_To be done_
Output the full listing word for word.

Records excerpted from a collection:
Start

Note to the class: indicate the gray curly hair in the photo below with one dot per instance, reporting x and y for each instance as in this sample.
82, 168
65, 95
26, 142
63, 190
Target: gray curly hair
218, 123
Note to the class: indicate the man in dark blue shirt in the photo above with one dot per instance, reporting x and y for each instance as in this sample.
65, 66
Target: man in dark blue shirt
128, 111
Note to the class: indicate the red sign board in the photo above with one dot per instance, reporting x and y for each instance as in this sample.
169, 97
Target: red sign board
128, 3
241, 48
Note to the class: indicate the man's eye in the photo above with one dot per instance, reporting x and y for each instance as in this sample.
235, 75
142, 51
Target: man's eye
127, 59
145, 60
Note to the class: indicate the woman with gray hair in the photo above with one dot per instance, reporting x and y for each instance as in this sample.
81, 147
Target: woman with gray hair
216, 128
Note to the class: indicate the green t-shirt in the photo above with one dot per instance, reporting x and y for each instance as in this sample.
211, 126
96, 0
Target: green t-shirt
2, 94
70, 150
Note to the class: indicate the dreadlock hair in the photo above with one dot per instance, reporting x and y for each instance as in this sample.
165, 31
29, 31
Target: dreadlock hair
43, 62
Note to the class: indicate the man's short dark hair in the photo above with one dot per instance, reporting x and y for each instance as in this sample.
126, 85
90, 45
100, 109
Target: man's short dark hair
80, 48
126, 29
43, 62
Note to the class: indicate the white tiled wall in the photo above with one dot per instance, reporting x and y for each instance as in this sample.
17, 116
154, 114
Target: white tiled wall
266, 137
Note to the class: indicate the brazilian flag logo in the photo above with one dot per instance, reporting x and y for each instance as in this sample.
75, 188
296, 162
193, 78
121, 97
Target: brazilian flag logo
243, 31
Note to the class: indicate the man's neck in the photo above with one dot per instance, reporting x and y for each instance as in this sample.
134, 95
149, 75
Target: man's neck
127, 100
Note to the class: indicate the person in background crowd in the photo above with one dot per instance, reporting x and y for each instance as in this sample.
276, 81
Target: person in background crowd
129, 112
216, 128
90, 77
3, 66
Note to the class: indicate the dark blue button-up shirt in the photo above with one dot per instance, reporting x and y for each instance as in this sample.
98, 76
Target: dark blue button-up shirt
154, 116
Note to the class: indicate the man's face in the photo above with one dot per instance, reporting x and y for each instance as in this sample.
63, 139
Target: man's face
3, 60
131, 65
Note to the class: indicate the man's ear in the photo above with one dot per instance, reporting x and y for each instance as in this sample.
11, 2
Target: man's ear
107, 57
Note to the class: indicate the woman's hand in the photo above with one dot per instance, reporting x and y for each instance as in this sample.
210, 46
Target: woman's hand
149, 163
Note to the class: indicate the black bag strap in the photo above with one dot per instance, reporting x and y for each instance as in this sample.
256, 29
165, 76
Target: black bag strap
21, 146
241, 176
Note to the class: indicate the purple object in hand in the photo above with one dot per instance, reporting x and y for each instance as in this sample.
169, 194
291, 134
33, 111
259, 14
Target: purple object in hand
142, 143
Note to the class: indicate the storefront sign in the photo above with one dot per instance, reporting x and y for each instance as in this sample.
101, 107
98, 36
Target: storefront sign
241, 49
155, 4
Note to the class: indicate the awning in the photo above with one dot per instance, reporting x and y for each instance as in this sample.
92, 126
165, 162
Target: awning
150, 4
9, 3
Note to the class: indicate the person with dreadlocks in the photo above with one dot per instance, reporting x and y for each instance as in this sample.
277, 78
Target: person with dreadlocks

End

_In response_
Note to the class: indicate the gray curly hair in the photo below with one dot per instance, reporting x and y for each instance as in this sample.
82, 168
65, 95
26, 142
63, 190
Target: gray curly hair
218, 123
Note to the class: indicate the man in dark blue shirt in the photo above with one dot per instance, reporting x and y for each instance as in this sample.
65, 66
Target: man in dark blue shirt
128, 111
Note to the class: indicate the red sign board in the photo above with one dot per instance, reporting x and y for each instance as in this sample.
169, 97
Target: red sign board
128, 3
241, 48
Note to the class: indicate the man's eye in the photo above with one dot per instance, reporting x and y for each instance as in this sample.
235, 75
142, 51
Target: man's eye
127, 59
145, 60
Note to the class: indicate the woman with gray hair in the photo above with one dot per instance, reporting x and y for each instance as in this sample.
81, 147
Target: woman with gray hair
216, 128
Note to the class: indicate the green t-shirt in the photo above with one dot per instance, reporting x and y for each instance as in this sample.
211, 126
96, 0
Target: green t-shirt
2, 94
70, 150
Note to the class: indicate the dreadlock hair in the photo above with one dot per instance, reporting x and y for each instance as in this sample.
165, 31
29, 31
Target: dreadlock hair
43, 62
Note to the class: indicate the man's short dark hair in the photo above with one dot per instance, reporting x and y for each instance as in this sample.
126, 85
90, 45
100, 109
Target: man's short dark hair
80, 48
126, 29
43, 62
Note to the class: indicate the white tiled wall in the photo above with one dot per instance, reporting x and y for each instance as in this sample.
17, 116
154, 114
Target: white tiled wall
266, 137
Note to the class: indicate the brazilian flag logo in the photo above with one dot per instance, reporting x and y for each instance as in this sample.
75, 188
296, 162
193, 78
121, 97
Target: brazilian flag logo
243, 31
Note to the class: indicate the man's neck in the photo above with one dot per instance, reporting x and y for each instance as in this sample.
134, 95
149, 75
Target: man's neck
127, 100
Note to the class: indicate the person in background crowd in the photo above with one dot per instance, reporting x and y for each instance as in this sample.
276, 81
Target: person in background crowd
129, 112
216, 128
90, 77
3, 66
Note to the class: indicate the dark blue button-up shirt in the photo above with one dot per instance, reporting x and y for each instance as in this sample.
98, 76
Target: dark blue button-up shirt
154, 116
Note to the class: indicate the man's face in the photo above with one dot per instance, reporting x and y for each instance as in this sample.
63, 139
Target: man's face
3, 60
131, 65
Note to the class: indicate the man's ear in the photo above with one dot per instance, reporting x and y for each instance as in this sample.
11, 2
Target: man's ear
107, 57
Note to the class: indicate the woman's hand in the photo above with one dot per instance, reporting x and y for each instance as in this sample.
210, 46
Target: woman's hand
149, 163
Note to the class: indicate the black bag strap in the photo above with one dot per instance, reporting x and y for each instance as in this sample.
256, 29
165, 76
Target: black bag strap
21, 146
241, 176
Note to the class: indicate the purple object in hand in the photo above with one dot per instance, reporting x and y for each instance as in this sample.
169, 194
291, 134
33, 111
259, 14
Target: purple object in hand
142, 143
Note to the class: indicate the storefront sign in the photo above with one dot per instance, reporting x and y for each instance as in this sample.
101, 107
98, 36
Target: storefront sign
241, 49
155, 4
Note to the class: indicate the awning in the photo above with one dot per instance, reporting x and y for each instance as in this sample.
92, 126
165, 162
Target: awning
150, 4
9, 3
Note to the class: indicate the person with dreadlocks in the photo above with one dot per instance, reporting x and y for each instance as in this sample.
277, 78
Target: person with dreadlocks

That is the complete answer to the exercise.